DOCUMENT EXCERPT:
------------
Introduction To Performance

The Concepts of Parallel Performance

Parallel computing used to be a very specialized domain; but now even making the best use of your laptop, which almost certainly has multiple independant computing cores, requires understanding the basic concepts of performance in a parallel environment.

Most fundamentally, parallel programming allows three possible ways of getting more and better science done:

Running many copies of the same program: If you have a program that works in serial, having many processors available to you allows you to run many copies of the same program at once, improving your througput. This (can be) a sort of trivial use of parallel computing and doesn't require very specialized hardware, but it can be extremely useful for, for instance, running parameter studies or sensitivity studies. Best of all, this is essentially guaranteed to run efficiently if your serial code runs efficiently! Because this doesn't require fancy hardware, it is a waste of resources to use the Tightly Coupled System for these sorts of tasks and instead they must be run on the General Purpose Cluster.
Running the same program on many processors: This is what most people think of as parallel computing. It can take a lot of work to make an existing code run efficiently on many processors, or to design a new code to make use of these resources, but when it works, one can achieve a substantial speedup of individual jobs. This might mean the difference between a computation running in a feasible length of time for a research project or taking years to complete --- so while it may be a lot of work, it may be your only option. To determine whether your code runs well on many processors, you need to measure speedup and efficiency; to see how many processors one should use for a given problem you must run strong scaling tests.
------------
ENTRIES SUPPLIED:

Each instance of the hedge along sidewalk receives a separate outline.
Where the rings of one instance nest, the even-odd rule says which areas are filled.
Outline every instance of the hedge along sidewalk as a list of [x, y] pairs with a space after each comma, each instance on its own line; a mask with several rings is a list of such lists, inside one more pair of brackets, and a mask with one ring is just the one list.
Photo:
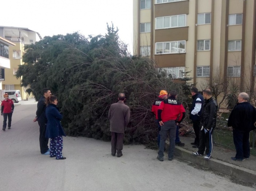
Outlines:
[[[180, 139], [182, 142], [184, 142], [187, 147], [190, 146], [192, 149], [192, 145], [189, 145], [188, 142], [193, 142], [194, 139], [191, 137], [181, 137]], [[187, 140], [185, 141], [185, 140]], [[188, 140], [189, 140], [188, 141]], [[169, 141], [166, 141], [166, 146], [169, 147]], [[189, 144], [190, 143], [189, 143]], [[214, 147], [217, 147], [215, 146]], [[194, 149], [194, 151], [197, 151], [197, 148]], [[223, 151], [221, 152], [220, 150], [217, 150], [213, 148], [212, 158], [209, 160], [205, 160], [204, 159], [203, 157], [200, 156], [194, 156], [192, 154], [192, 151], [188, 150], [185, 148], [181, 147], [176, 146], [174, 156], [179, 156], [185, 160], [189, 162], [196, 164], [201, 166], [206, 167], [211, 170], [220, 173], [224, 174], [226, 174], [229, 176], [231, 176], [235, 178], [240, 179], [245, 182], [256, 184], [256, 170], [254, 169], [251, 170], [249, 169], [250, 167], [255, 166], [255, 160], [254, 159], [255, 157], [252, 157], [253, 158], [249, 158], [248, 160], [246, 160], [247, 163], [249, 164], [249, 166], [247, 169], [243, 167], [243, 162], [234, 161], [237, 163], [237, 165], [235, 165], [231, 163], [231, 159], [227, 159], [227, 157], [223, 157], [226, 161], [222, 161], [218, 159], [214, 158], [214, 154], [216, 154], [216, 153], [219, 153], [216, 155], [222, 156], [223, 155], [227, 155], [228, 158], [230, 158], [229, 155], [231, 153], [229, 152]], [[166, 149], [166, 150], [168, 150]], [[229, 162], [230, 161], [231, 163]]]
------------
WORK TO DO:
a) According to the parallel performance text, what must you measure to determine whether your code runs well on many processors?
b) Write out the parallel performance text from "Introduction To Performance" to "a parallel environment.", replacing "laptop" with "desktop".
c) Write the next part of the parallel performance text, picking up after its last sentence.

TASK-BY-TASK RESULTS:
a) Speedup and efficiency.

b)
Introduction To Performance

The Concepts of Parallel Performance

Parallel computing used to be a very specialized domain; but now even making the best use of your desktop, which almost certainly has multiple independant computing cores, requires understanding the basic concepts of performance in a parallel environment.

c)
Running larger problems: One achieves speedup by using more processors on the same problem. But by running your job in parallel you may have access to more resources other than just processors --- for instance, more memory, or more disks. In this case, you may be able to run problems that simply wouldn't be possible on a single processor or a single computer; one can achieve significant sizeup. To find how large a problem one can efficiently run, one measures efficiency and runs weak scaling tests.

Of course, these aren't exclusive; one can take advantage of any combination of the above. It may be that your problem runs efficiently on 8 cores but no more; however, you may be able to get use of more processors by running many jobs to explore parameter space, and already on 8 cores you may be able to consider larger problems than you can with just one!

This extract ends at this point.